[Selected passage Boundary: Start]

October 2022, Volume 28, Number 4
California: Wage Theft
Rising labor costs due to California’s increasing minimum wage, overtime pay requirements, covid-related protocols, and fewer new entrants to the farm workforce are prompting three major reactions, more mechanization and mechanical aids, more H-2A guest workers, and more US crop changes and rising imports of labor-intensive commodities.
How much wage theft occurs in California? The Labor Commissioner’s office received 17,000 claims from workers alleging $300 million in stolen wages in 2021, down from the average 30,000 worker claims a year for $320 million. An analysis of 2017 wage theft claims found that workers alleged an average theft of $10,000, and if they settled or proceeded to a hearing received about 10 percent of their claim in back wages.
Wage theft covers payment for hours worked that are less than the minimum wage, failure to pay premium wages for overtime, or employers making unlawful deductions or keeping tips and bonuses. Individuals file wage theft claims with the state Labor Commissioner’s office, which is supposed to make a decision on the claim within 120 days if the parties do not settle. Most cases settle.

[Selected passage Boundary: End]

Directions:
A. Reproduce the stretch of the California wage theft passage from "How much wage" through "Most cases settle.".
B. According to the California wage theft passage, what is causing the three major reactions it lists?
C. In the California wage theft passage, how many worker claims did the Labor Commissioner's office receive in 2021?

[Data Boundary: Start]

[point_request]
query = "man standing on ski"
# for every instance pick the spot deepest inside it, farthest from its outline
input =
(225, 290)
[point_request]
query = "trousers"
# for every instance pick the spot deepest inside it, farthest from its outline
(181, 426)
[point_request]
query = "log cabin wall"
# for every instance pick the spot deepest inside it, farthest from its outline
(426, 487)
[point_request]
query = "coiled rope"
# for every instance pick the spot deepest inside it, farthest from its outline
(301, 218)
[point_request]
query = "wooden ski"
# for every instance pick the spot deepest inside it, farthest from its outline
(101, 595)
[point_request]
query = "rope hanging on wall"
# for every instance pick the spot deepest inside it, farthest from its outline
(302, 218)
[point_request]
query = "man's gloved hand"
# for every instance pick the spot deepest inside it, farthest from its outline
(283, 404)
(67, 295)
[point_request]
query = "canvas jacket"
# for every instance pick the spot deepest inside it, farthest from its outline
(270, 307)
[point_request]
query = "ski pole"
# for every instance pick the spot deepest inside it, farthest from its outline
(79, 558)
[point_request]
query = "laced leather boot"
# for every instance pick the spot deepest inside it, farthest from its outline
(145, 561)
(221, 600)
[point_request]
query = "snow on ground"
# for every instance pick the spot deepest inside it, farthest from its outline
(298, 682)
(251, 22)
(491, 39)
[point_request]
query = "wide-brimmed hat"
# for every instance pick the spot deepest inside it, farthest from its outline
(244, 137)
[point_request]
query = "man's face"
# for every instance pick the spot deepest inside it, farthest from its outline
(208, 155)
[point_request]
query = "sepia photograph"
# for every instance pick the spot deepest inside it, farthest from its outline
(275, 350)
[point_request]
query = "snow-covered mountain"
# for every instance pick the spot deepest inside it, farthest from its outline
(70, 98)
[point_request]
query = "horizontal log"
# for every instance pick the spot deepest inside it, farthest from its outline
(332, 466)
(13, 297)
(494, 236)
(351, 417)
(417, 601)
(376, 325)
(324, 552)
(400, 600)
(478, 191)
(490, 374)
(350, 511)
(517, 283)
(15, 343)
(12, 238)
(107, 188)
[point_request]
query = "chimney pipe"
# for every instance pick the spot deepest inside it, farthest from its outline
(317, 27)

[Data Boundary: End]

Results by task:
A.
How much wage theft occurs in California? The Labor Commissioner’s office received 17,000 claims from workers alleging $300 million in stolen wages in 2021, down from the average 30,000 worker claims a year for $320 million. An analysis of 2017 wage theft claims found that workers alleged an average theft of $10,000, and if they settled or proceeded to a hearing received about 10 percent of their claim in back wages.
Wage theft covers payment for hours worked that are less than the minimum wage, failure to pay premium wages for overtime, or employers making unlawful deductions or keeping tips and bonuses. Individuals file wage theft claims with the state Labor Commissioner’s office, which is supposed to make a decision on the claim within 120 days if the parties do not settle. Most cases settle.

B. Rising labor costs are causing them. Those costs come from California's increasing minimum wage, overtime pay requirements, covid-related protocols, and fewer new entrants to the farm workforce.

C. 17,000 claims.